• To do: Convert the listing, starting at the line containing "[locate] the yellow skirt" and continuing through its end, into a two-column CSV headed instruction and coordinates. Give one row per locate instruction, with the instruction text under instruction and its answer under coordinates, each field in double quotes and any line breaks replaced by spaces.

** Begin Data provided **

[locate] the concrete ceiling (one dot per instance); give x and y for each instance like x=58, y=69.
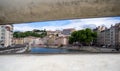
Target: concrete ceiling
x=19, y=11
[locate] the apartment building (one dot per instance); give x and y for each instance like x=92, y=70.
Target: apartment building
x=67, y=32
x=6, y=35
x=117, y=34
x=110, y=37
x=101, y=34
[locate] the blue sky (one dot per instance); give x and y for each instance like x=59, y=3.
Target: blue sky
x=78, y=24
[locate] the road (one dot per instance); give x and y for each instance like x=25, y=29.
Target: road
x=60, y=62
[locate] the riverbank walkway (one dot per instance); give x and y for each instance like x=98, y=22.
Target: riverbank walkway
x=60, y=62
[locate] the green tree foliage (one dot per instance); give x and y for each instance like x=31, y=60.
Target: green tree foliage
x=37, y=33
x=83, y=36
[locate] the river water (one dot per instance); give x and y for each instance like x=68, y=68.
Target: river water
x=51, y=50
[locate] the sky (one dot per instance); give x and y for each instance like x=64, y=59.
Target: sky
x=78, y=24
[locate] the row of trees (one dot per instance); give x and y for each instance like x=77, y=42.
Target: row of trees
x=41, y=33
x=84, y=37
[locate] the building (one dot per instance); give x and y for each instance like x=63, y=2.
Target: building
x=6, y=35
x=107, y=37
x=112, y=35
x=117, y=35
x=100, y=34
x=68, y=31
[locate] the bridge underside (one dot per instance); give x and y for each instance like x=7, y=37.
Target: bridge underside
x=19, y=11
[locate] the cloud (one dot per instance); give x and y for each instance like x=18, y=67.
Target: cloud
x=62, y=24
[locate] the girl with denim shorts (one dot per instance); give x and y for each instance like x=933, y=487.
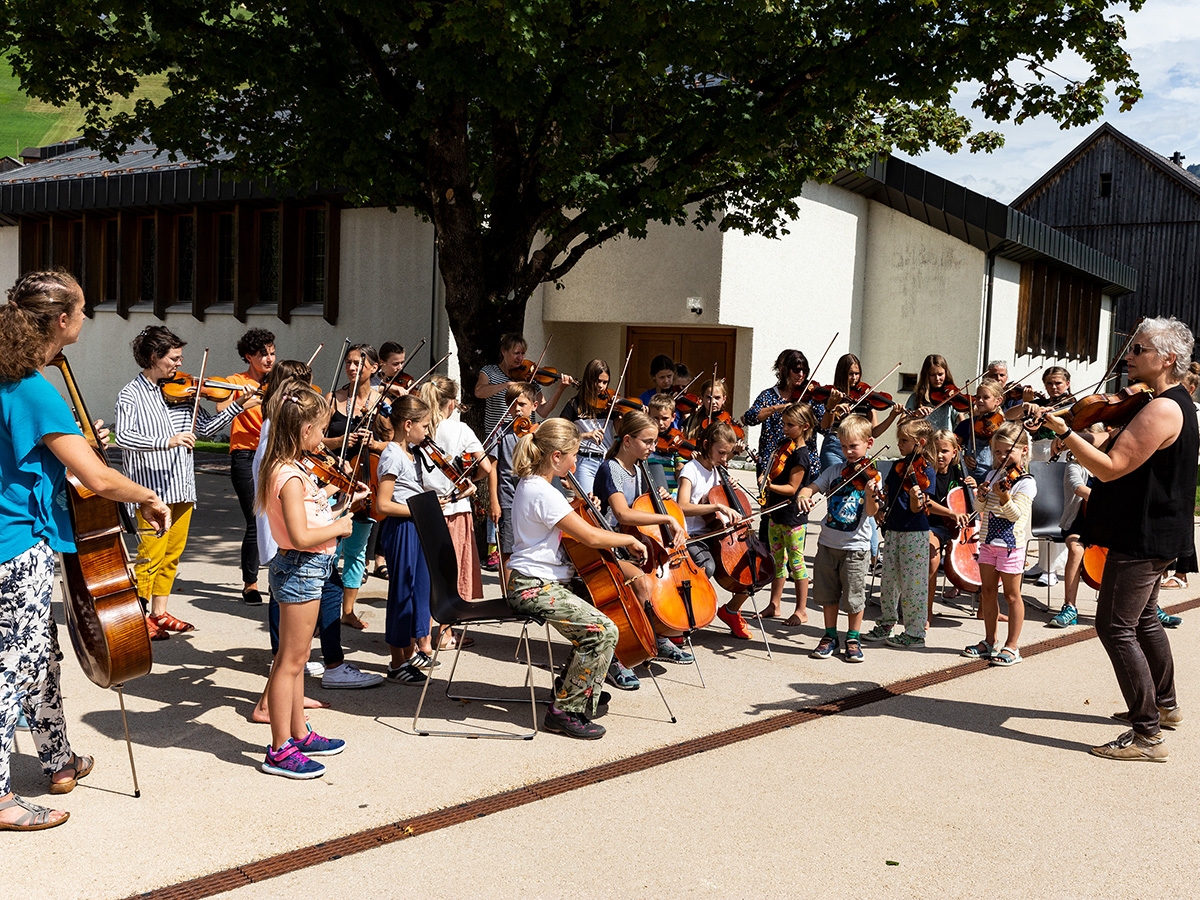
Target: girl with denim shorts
x=306, y=529
x=1005, y=503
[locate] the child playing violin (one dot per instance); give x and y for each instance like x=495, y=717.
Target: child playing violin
x=975, y=432
x=839, y=574
x=618, y=485
x=787, y=527
x=539, y=573
x=1006, y=501
x=697, y=478
x=943, y=522
x=905, y=579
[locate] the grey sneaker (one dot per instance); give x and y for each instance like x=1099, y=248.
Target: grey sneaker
x=1133, y=747
x=879, y=634
x=349, y=677
x=1169, y=719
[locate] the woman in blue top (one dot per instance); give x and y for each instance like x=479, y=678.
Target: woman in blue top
x=39, y=441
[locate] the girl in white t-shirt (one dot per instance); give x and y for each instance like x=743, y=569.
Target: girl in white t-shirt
x=539, y=570
x=407, y=625
x=455, y=439
x=306, y=531
x=696, y=479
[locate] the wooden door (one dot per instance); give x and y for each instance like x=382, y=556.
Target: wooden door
x=699, y=348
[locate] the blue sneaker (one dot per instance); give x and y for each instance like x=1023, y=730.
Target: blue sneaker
x=1168, y=621
x=827, y=647
x=1067, y=616
x=313, y=744
x=289, y=762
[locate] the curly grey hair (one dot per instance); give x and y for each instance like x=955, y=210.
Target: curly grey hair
x=1169, y=335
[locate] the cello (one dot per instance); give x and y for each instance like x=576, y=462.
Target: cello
x=682, y=599
x=743, y=562
x=607, y=588
x=105, y=618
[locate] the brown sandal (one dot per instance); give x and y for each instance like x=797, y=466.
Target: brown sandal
x=169, y=623
x=82, y=766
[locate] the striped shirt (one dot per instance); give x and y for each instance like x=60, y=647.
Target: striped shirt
x=145, y=424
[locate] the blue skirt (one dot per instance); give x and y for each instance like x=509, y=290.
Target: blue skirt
x=408, y=582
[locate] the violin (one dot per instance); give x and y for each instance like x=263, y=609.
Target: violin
x=181, y=388
x=959, y=401
x=682, y=598
x=606, y=585
x=1113, y=409
x=529, y=371
x=743, y=561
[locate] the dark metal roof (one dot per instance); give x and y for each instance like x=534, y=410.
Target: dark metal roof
x=981, y=221
x=143, y=175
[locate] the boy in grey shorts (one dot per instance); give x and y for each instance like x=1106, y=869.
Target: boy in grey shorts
x=844, y=549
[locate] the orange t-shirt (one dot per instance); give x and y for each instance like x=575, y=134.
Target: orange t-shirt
x=245, y=429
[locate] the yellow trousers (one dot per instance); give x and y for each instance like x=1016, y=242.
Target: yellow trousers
x=159, y=557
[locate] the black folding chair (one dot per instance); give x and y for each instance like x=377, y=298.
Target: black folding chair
x=449, y=609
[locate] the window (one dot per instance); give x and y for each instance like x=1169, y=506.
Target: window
x=1059, y=313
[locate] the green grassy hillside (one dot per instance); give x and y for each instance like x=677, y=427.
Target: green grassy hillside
x=29, y=123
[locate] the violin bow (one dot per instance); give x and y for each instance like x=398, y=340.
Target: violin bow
x=808, y=381
x=199, y=389
x=337, y=371
x=612, y=403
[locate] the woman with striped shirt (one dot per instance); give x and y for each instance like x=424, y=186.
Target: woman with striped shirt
x=156, y=441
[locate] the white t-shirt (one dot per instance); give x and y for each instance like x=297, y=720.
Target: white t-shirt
x=454, y=438
x=702, y=481
x=537, y=541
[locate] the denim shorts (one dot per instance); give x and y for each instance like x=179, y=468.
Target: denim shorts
x=298, y=576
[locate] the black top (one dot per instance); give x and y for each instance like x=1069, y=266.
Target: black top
x=1147, y=514
x=790, y=515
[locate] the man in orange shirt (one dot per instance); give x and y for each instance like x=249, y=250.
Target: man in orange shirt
x=257, y=348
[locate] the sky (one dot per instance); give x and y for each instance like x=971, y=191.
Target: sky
x=1163, y=40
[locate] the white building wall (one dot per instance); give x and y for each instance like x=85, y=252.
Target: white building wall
x=387, y=277
x=10, y=257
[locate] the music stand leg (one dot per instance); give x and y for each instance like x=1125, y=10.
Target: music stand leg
x=129, y=744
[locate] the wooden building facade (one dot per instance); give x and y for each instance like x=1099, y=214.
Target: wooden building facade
x=1131, y=203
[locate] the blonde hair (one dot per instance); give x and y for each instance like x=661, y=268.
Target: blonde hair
x=990, y=385
x=801, y=414
x=437, y=393
x=28, y=322
x=630, y=425
x=855, y=427
x=534, y=449
x=295, y=405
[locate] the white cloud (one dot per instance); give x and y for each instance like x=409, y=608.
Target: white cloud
x=1164, y=43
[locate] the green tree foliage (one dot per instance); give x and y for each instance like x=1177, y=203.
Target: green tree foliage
x=532, y=131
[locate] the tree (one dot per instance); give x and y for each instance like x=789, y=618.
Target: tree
x=532, y=132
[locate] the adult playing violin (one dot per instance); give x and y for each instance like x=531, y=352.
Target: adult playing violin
x=791, y=371
x=156, y=441
x=351, y=426
x=257, y=351
x=40, y=441
x=1141, y=509
x=495, y=379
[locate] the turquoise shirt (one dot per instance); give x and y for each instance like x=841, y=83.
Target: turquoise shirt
x=33, y=481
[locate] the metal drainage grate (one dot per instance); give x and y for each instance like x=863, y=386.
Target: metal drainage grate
x=328, y=851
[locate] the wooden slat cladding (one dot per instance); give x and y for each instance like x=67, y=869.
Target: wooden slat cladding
x=1149, y=219
x=1057, y=313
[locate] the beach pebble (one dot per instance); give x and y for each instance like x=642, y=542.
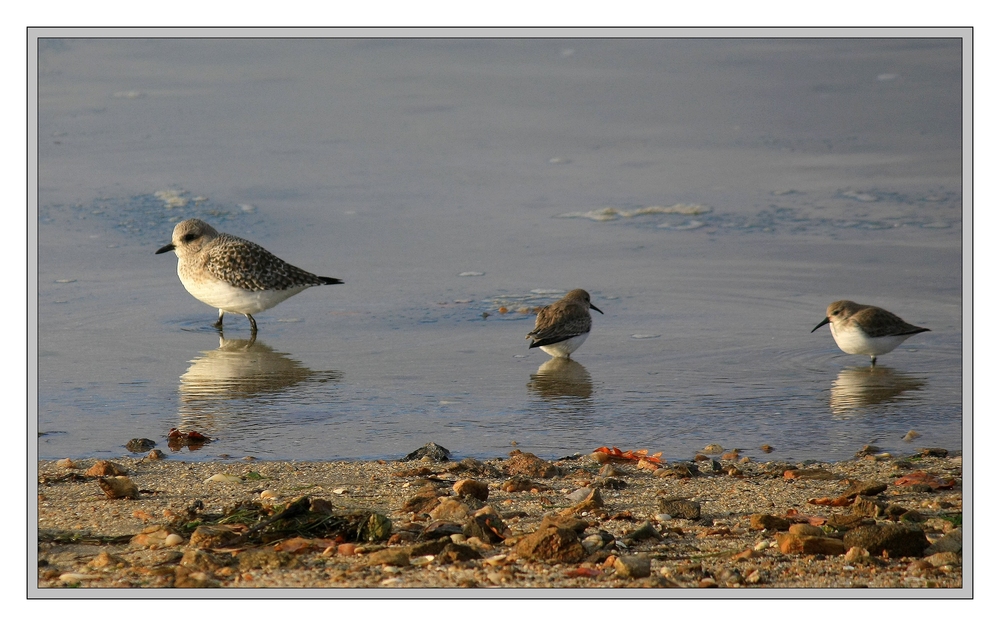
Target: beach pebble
x=223, y=478
x=118, y=487
x=475, y=488
x=632, y=566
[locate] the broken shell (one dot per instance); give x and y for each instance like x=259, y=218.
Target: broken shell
x=72, y=577
x=223, y=478
x=120, y=487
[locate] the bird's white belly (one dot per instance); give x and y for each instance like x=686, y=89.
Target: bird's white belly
x=565, y=348
x=225, y=297
x=855, y=341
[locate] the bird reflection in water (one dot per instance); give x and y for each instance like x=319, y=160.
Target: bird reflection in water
x=561, y=378
x=239, y=383
x=857, y=387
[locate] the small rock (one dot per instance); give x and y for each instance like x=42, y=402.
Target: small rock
x=104, y=559
x=942, y=559
x=679, y=507
x=487, y=526
x=645, y=531
x=935, y=452
x=223, y=478
x=593, y=543
x=632, y=566
x=591, y=502
x=610, y=471
x=454, y=552
x=552, y=544
x=522, y=483
x=451, y=509
x=580, y=495
x=151, y=536
x=766, y=521
x=424, y=501
x=729, y=576
x=805, y=530
x=105, y=468
x=896, y=540
x=440, y=528
x=527, y=464
x=209, y=537
x=809, y=473
x=140, y=445
x=799, y=544
x=187, y=579
x=469, y=487
x=200, y=560
x=118, y=487
x=432, y=451
x=864, y=488
x=390, y=556
x=838, y=521
x=346, y=549
x=868, y=507
x=614, y=484
x=951, y=542
x=867, y=450
x=856, y=555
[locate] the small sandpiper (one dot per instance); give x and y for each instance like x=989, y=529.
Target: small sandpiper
x=865, y=329
x=232, y=274
x=563, y=326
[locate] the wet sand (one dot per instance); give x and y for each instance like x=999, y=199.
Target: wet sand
x=88, y=541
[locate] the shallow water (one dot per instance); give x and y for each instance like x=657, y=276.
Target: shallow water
x=712, y=195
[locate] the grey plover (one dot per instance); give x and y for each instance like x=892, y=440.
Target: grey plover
x=865, y=329
x=563, y=326
x=232, y=274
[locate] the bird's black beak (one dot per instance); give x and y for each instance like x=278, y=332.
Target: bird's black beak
x=825, y=321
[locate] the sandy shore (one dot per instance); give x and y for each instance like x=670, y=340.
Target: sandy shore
x=519, y=523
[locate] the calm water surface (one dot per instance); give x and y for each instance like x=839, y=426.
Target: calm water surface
x=713, y=196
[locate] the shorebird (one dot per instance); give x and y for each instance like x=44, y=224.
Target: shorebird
x=563, y=326
x=865, y=329
x=232, y=274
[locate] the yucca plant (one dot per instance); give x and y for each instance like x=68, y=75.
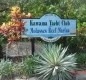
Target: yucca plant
x=54, y=64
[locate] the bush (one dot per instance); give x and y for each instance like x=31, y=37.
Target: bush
x=54, y=64
x=81, y=60
x=6, y=68
x=27, y=66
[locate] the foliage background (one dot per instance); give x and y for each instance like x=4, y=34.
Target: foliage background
x=74, y=9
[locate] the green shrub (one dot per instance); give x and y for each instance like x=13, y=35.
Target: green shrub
x=6, y=68
x=27, y=66
x=54, y=64
x=81, y=60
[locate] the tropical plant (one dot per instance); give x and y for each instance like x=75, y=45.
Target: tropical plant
x=6, y=68
x=81, y=60
x=54, y=64
x=27, y=66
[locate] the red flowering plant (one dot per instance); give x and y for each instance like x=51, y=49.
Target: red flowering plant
x=12, y=29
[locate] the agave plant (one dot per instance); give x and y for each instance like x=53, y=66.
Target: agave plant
x=54, y=64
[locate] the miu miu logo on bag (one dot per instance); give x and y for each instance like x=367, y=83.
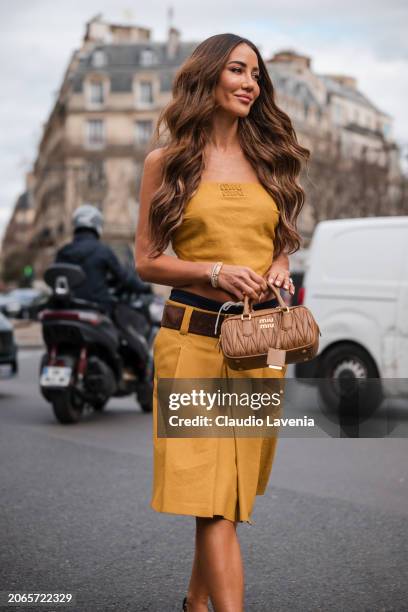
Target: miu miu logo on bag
x=229, y=190
x=266, y=322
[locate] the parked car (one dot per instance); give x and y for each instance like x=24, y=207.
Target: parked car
x=8, y=349
x=356, y=285
x=23, y=303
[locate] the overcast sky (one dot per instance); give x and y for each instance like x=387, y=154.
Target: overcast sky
x=365, y=39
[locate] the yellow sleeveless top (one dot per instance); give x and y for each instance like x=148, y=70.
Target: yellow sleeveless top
x=230, y=222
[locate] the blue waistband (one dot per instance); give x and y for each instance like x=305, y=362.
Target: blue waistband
x=192, y=299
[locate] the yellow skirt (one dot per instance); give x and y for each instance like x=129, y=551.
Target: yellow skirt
x=212, y=476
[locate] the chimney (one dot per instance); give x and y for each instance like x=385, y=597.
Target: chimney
x=173, y=43
x=291, y=58
x=343, y=79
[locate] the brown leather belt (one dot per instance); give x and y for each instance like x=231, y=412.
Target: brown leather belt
x=202, y=323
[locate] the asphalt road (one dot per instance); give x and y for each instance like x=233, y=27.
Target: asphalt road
x=330, y=534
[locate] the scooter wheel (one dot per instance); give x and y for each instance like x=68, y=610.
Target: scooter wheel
x=67, y=408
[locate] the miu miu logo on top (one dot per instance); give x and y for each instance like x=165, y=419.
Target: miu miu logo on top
x=266, y=322
x=229, y=190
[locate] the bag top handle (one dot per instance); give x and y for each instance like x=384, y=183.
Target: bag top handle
x=249, y=302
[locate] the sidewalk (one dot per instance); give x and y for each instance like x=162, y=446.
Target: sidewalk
x=27, y=334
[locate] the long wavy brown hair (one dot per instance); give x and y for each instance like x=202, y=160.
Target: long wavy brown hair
x=266, y=136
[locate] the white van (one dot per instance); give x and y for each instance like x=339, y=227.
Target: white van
x=356, y=285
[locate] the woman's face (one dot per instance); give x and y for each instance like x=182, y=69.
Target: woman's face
x=238, y=86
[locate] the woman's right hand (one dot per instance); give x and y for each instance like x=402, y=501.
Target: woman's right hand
x=240, y=280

** End Data provided **

• Result of this task:
instruction,coordinates
"[locate] the yellow skirt (one dot per instance); give x and y for each instance like x=129, y=551. Target: yellow skirt","x=212, y=476"
"[locate] the chimney (one dot per instance); give x and y for each instance like x=385, y=597. Target: chimney","x=173, y=43 x=291, y=58 x=343, y=79"
"[locate] the brown leather belt (one dot per instance); give x and y for each instance like x=231, y=412. Target: brown leather belt","x=202, y=323"
"[locate] the asphalt road (one dot per instance); give x and y for each instance like x=233, y=27. Target: asphalt road","x=330, y=534"
"[locate] the scooter wheel (one dot per instance); give x and y for each instance like x=68, y=610. Target: scooter wheel","x=67, y=408"
"[locate] the miu miu logo on top (one dot per instance); give x and y for each instance like x=165, y=419. Target: miu miu logo on top","x=266, y=322 x=229, y=190"
"[locate] the bag top handle (one dot per instance); give x and y for each instance like x=384, y=183. Target: bag top handle","x=249, y=302"
"[locate] the sidewalk (one dot per instance); give x and y for each instance like x=162, y=446. Target: sidewalk","x=27, y=334"
"[locate] the long wavy brown hair (one dot per instance); give x and y for each instance like x=202, y=160. Target: long wavy brown hair","x=266, y=136"
"[locate] the white van (one dot per instance); give x and y for each instance like x=339, y=227. Target: white van","x=356, y=285"
"[locate] the woman's face (one dot per instance); give x and y for each instance like x=182, y=69. Target: woman's face","x=238, y=86"
"[locate] the woman's right hand (one dot per instance); give x and y for each instance like x=402, y=501. Target: woman's right hand","x=240, y=280"